Bread Me Baby

ok. Let's talk about bread. Your post inspired me.

I have been making bread, and I love making bread. But about every 7th loaf seems to work. Lately my dough has been shrinking, yes I said shrinking, in the oven. Which results in me, well, very pissed off.

Any suggestions?

Cabbage Salad

Kelse,

Here's where we can converse, share, prompt, stimulate, encourage, initiate and challenge.

First topic: find me a cabbage salad that's delicious. And any tips for cutting cabbage so that it's thin enough would be welcomed as well.

-jude


Thought Hash # 2


I have moved several times to Montreal. The first was to begin university in 2004 (but I only lasted one year) and my second was to live with a boyfriend last January. It was a tricky situation, me living in his room with nothing to do in Montreal except work at a cupcake store 12 hours a week, while he started his masters (this takes up a surprisingly large amount of time). To keep myself occupied I decided I would master the art of bread making. But I went about it wrong. I obsessed over the end result and it never turned out like I wanted. It was always too crumbly, too dry, too dense, and I didn't have the right sized pans. Then the oven started to spray sparks and my loaves came out burned and undercooked. I pulled at my hair in frustration in the kitchen: "But I'm following and doing everything I'm supposed to! Why isn't it working!" Soon the oven broke. The relationship didn't last much longer.

At the beginning of this year, I arrived in Montreal for a third time. It was definitely less stressful than time one and two, but still a transition that involved a lot of anxiety about the future and of course, expectation. I found myself again, although less so, in need of ways to occupy my time as I began my new life. One afternoon, to take a break from job hunting, I tried making bread in my new kitchen. It turned out like chalk: a heavy pasty crumbly loaf that my roommates tried to convince me was delicious. I was mortified.

Now it's almost the 1st of April and I'm beginning to feel more settled. I'm hopeful about spring and excited about my job at an outdoors clothing store. The loaves you see above, are those I made this morning. And although I have had other successful bread-themed undertakings, for the first time in my life, I have made perfect sandwich bread, perfect toast bread, perfect perfect bread, that isn't too crumbly, that slices well, that is moist, that has enough salt and is hearty. Am I cured of anxiety and expectation surrounding life transitions, my ultimate performance and bread making? No, not in the least, but I think things might be looking up and it has a lot to do with having faith in what I know, and letting go.

- Chef Murph

Pumpkin Millet Muffins


For the people who know me, they understand the art of making and eating muffins is no light affair. I'm not sure when the obsession started, my dad could give you more information, as he is the one who introduced me to "good" muffins and how to make them.

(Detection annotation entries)

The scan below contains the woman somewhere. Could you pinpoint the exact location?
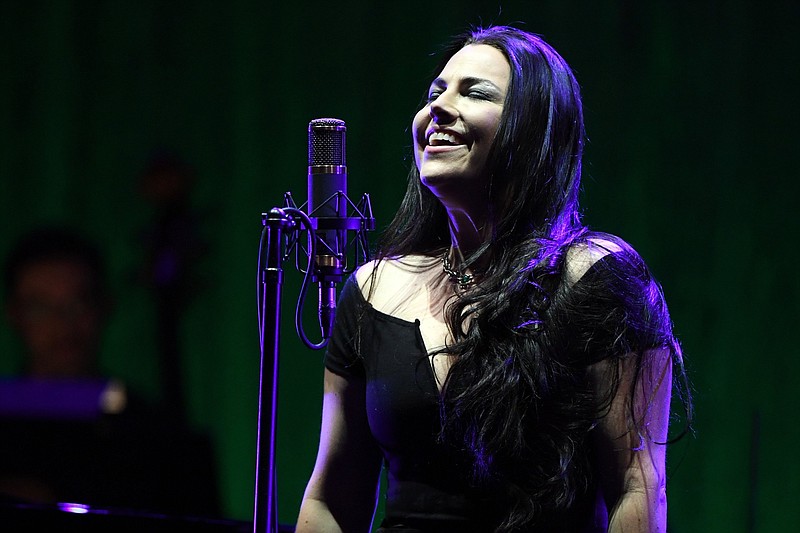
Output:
[297,27,682,533]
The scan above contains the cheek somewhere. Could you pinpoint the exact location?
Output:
[411,106,430,144]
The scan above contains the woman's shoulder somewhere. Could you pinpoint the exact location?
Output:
[355,255,440,294]
[564,231,643,286]
[355,255,441,316]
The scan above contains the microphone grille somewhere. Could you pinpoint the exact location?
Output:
[308,118,347,166]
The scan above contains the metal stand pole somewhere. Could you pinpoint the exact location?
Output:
[253,208,293,533]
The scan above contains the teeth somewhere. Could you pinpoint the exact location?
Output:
[428,132,460,146]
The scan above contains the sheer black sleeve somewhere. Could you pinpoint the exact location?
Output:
[325,275,367,378]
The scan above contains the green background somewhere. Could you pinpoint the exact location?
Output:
[0,0,800,532]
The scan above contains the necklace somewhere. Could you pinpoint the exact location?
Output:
[442,248,475,291]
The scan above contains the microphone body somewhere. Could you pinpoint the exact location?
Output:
[308,118,347,339]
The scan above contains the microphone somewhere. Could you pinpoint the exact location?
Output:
[308,118,348,339]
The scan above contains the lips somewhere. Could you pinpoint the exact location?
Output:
[428,131,464,146]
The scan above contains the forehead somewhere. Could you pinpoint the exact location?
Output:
[16,259,92,296]
[439,44,511,88]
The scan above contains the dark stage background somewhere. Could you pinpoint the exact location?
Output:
[0,0,800,532]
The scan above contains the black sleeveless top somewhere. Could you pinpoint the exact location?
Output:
[325,239,671,533]
[325,277,506,532]
[325,276,607,533]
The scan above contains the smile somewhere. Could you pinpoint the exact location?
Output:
[428,131,465,146]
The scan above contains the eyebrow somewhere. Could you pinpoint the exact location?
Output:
[431,76,500,91]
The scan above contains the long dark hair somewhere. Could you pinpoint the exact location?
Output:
[378,27,680,531]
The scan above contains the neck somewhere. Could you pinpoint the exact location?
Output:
[447,209,491,264]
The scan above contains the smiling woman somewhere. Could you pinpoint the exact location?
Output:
[413,44,510,215]
[297,27,689,533]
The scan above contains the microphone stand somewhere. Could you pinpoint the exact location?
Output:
[253,208,295,533]
[253,195,375,533]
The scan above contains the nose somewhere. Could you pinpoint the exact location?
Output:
[428,91,458,124]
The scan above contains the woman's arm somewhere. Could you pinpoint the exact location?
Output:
[296,369,381,533]
[590,349,672,533]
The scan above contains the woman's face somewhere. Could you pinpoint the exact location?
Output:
[413,44,511,200]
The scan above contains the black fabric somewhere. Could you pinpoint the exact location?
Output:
[325,243,661,533]
[325,277,499,532]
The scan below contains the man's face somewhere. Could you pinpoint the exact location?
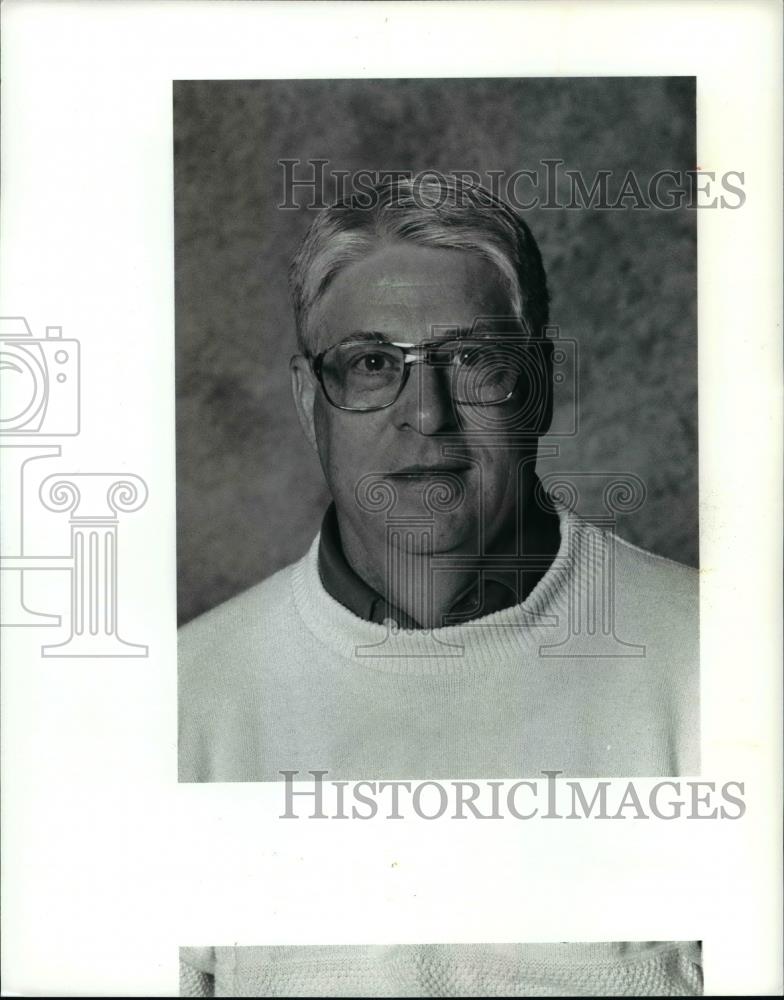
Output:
[294,242,536,553]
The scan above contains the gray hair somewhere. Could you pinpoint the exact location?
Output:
[289,173,549,353]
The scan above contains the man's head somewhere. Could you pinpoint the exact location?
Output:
[291,179,551,580]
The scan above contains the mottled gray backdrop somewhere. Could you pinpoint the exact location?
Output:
[174,77,698,622]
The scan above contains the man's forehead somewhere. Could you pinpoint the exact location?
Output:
[313,245,512,348]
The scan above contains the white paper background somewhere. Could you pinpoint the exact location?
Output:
[0,0,782,996]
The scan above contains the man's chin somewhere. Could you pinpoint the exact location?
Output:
[389,514,476,555]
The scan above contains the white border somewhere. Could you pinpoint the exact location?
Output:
[0,0,782,995]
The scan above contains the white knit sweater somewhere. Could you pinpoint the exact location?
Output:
[179,512,699,781]
[180,942,702,997]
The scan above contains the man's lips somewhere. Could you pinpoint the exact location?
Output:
[384,462,471,479]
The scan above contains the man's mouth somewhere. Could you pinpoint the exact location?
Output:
[385,462,471,479]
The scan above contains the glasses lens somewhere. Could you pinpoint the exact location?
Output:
[321,343,405,410]
[452,341,525,406]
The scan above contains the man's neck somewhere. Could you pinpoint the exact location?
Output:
[338,480,560,628]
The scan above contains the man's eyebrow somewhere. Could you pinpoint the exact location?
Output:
[338,330,398,344]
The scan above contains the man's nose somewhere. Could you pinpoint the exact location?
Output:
[398,362,455,435]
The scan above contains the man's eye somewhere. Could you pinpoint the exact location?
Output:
[354,352,389,374]
[456,347,482,368]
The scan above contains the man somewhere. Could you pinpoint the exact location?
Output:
[180,179,698,781]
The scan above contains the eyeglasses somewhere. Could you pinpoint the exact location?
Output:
[310,337,542,412]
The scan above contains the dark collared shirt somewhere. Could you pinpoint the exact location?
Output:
[318,503,525,629]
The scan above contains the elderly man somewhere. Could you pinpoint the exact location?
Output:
[180,179,698,781]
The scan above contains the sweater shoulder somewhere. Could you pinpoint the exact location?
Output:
[177,563,297,666]
[177,563,306,781]
[612,535,700,610]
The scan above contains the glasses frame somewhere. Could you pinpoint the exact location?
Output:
[305,336,531,413]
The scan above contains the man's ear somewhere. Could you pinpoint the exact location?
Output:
[289,354,318,451]
[536,340,553,436]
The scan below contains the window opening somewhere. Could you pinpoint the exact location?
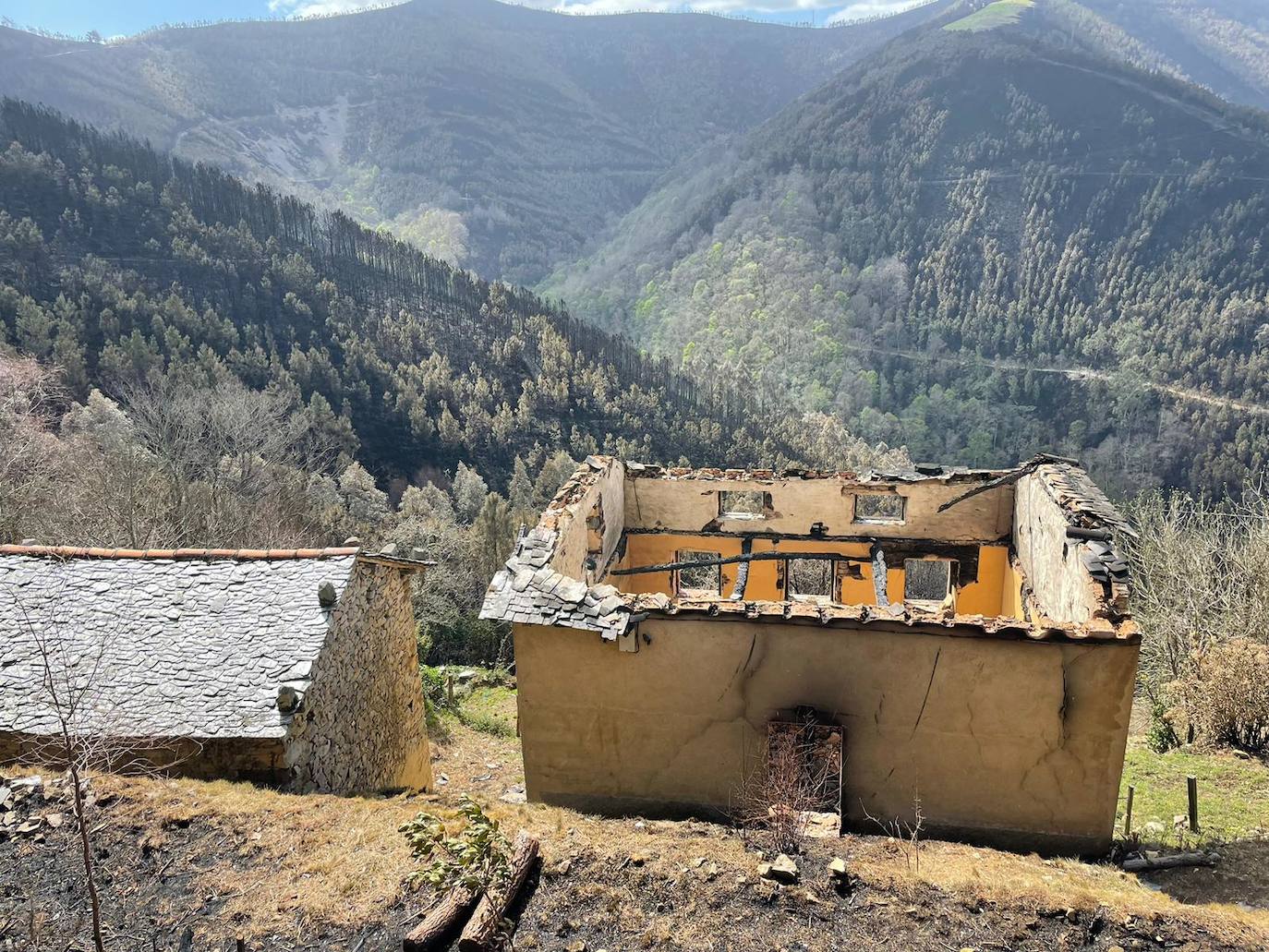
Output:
[674,549,722,596]
[855,492,907,525]
[719,490,767,519]
[903,559,952,602]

Requests:
A - Rewrite the paragraph of the baking blog that starts "At the beginning of this year" in a shorter form, keeping its main facts.
B - Set down the part of the baking blog that begins at the words "Bread Me Baby" and ends after the words "initiate and challenge.", word for word.
These entries have no connection to the baking blog.

Full solutions:
A - Early this year I moved to Montreal for a third time. It was less stressful than the first two moves but still brought anxiety and expectation about the future. Needing to fill my time, I baked bread in my new kitchen during a break from job hunting. The loaf came out like chalk: heavy, pasty and crumbly. My roommates tried to convince me it was delicious, but I was mortified.

B -
Bread Me Baby

ok. Let's talk about bread. Your post inspired me.

I have been making bread, and I love making bread. But about every 7th loaf seems to work. Lately my dough has been shrinking, yes I said shrinking, in the oven. Which results in me, well, very pissed off.

Any suggestions?

Cabbage Salad

Kelse,

Here's where we can converse, share, prompt, stimulate, encourage, initiate and challenge.